** start RECORDS SHOWN **
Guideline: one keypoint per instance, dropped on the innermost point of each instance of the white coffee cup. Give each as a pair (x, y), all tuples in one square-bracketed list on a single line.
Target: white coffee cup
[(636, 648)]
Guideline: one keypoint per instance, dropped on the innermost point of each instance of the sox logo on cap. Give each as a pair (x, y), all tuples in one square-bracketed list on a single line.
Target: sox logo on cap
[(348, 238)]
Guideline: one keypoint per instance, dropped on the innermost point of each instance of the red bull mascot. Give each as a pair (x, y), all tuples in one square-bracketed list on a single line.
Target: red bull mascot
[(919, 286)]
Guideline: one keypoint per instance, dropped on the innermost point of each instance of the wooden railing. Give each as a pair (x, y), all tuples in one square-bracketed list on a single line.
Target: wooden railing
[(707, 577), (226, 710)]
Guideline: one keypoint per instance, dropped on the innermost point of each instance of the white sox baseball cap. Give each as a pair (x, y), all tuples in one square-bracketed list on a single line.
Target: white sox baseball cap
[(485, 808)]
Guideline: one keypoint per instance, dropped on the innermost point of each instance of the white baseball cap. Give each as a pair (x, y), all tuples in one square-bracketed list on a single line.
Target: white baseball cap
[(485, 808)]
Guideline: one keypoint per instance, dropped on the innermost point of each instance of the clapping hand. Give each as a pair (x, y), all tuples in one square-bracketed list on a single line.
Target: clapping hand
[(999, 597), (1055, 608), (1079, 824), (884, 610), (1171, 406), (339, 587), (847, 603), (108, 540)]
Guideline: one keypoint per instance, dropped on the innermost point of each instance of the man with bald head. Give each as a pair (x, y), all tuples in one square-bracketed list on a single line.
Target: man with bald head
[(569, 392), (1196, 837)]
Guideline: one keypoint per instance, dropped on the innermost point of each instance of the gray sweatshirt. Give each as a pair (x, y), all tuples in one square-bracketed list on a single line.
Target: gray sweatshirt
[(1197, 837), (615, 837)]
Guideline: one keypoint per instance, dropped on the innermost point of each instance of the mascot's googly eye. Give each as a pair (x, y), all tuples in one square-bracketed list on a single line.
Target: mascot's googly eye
** end RECORDS SHOWN **
# EXERCISE
Can you copy out, word for word, everything from the line containing "of the mascot's" down to the end of the records, with both ends included?

# WORKED SOLUTION
Guideline: one keypoint per instance, dropped on the innermost point of each instance of the mascot's googly eye. Give each as a pair (x, y), all tuples in one square-bracketed list on a single line.
Target: mascot's googly eye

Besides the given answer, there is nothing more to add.